▸ PROVIDED PASSAGE:

Children also develop from the inside out - Their core strength, then their shoulders, elbows, wrists and FINALLY their fingers. 

They develop what are called their pivotal joints! Pivotal or rotary joints are shoulder, elbow, wrist and fingers! 

Let’s consider and pause for a moment shoulders are that low load, bearing joint and muscle that supports the movement of the arm! Notice the image. Notice how he is holding his pencil - A palmer or emergent palmer grip.

This is an indicator that his control is being lead by his shoulder (supported by his shoulder) and moving to his elbow and not his fingers. His shoulder is driving the movement of the pencil and not his fingers. 

It’s no good us keep getting him to practice holding his pencil ‘properly’ or re adjusting his grip. It’s no good us trying to keep getting him to copy our writing and form letters on a page. 

It’s not necessary to TEACH letters, children will do things when ready and interested. Children have to develop the core strength, shoulders, elbows, wrists FIRST how? 

How can we help a child then? 

Oh my goodness that’s EASY - PLAY! 

Large gross motor play opportunities, activities and experiences are fundamental to developing those pivotal joints - before it progresses to elbow, wrist and finally thumb and fingers!

Enabling children to lift, pull, push, raise their arms, touch their nose, get dressed. Hold a spoon, feed themselves, hold a paint brush, crayon, dig, climb, pull themselves up, lift, carry, swing, dance, rough and tumble play, large movements, vertical painting, climbing ladders, etc. 

We have to stop the fixation of pushing our children to write and see and recognise that non of this quantifiable stuff (writing their name) is possible until a child has been given the opportunity to develop strength in these pivotal joints! 

Reminder - Shoulders, elbow, wrist and finally fingers. 

Children learn in so many different ways whilst being at home, nursery kindergarten or the childminders.

PLAY is vital to this natural process! 

Sooner is not better.

Hang onto childhood.

Be a guardian of this precious time, children will have another 14 years in formal education.


Let them be little - PLAY is the way!

▸ DATA SECTION:
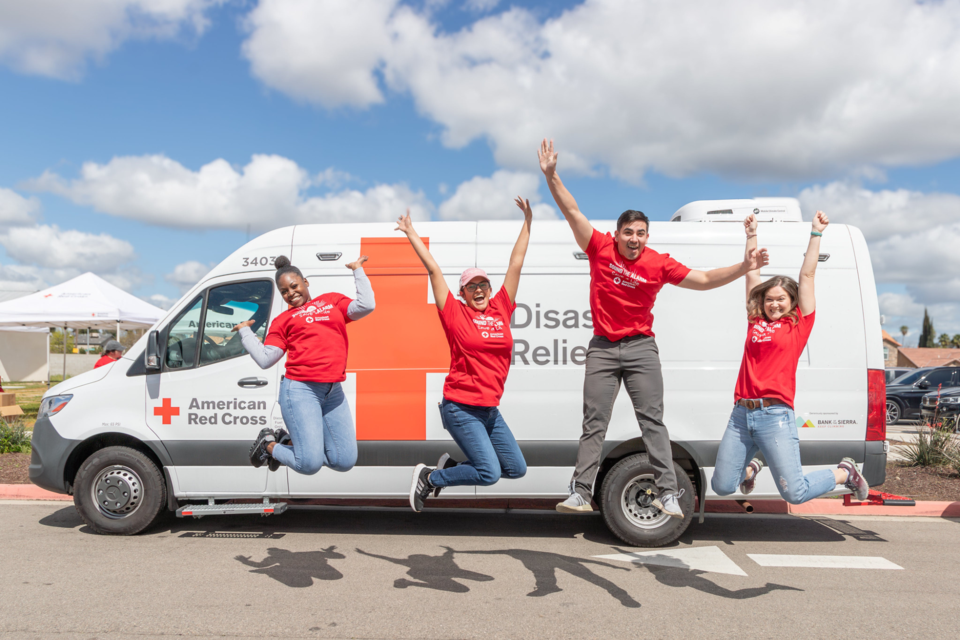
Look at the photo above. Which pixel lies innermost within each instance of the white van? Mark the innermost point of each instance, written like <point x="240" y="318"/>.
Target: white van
<point x="171" y="423"/>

▸ SET EXERCISE 1: Which joints does the passage on children's motor development name as the pivotal or rotary joints?
▸ SET EXERCISE 2: Do these statements agree with the passage on children's motor development? (a) The child in the image holds his pencil with a palmer or emergent palmer grip. (b) Children need to be taught letters. (c) Children will spend another 14 years in formal education. Answer yes or no for each, and quote the deciding words.
The material has no connection to the passage about children's motor development.

▸ EXPECTED ANSWER 1: Shoulder, elbow, wrist, fingers

▸ EXPECTED ANSWER 2:
(a) Yes: "Notice how he is holding his pencil - A palmer or emergent palmer grip."
(b) No: "It’s not necessary to TEACH letters, children will do things when ready and interested."
(c) Yes: "children will have another 14 years in formal education."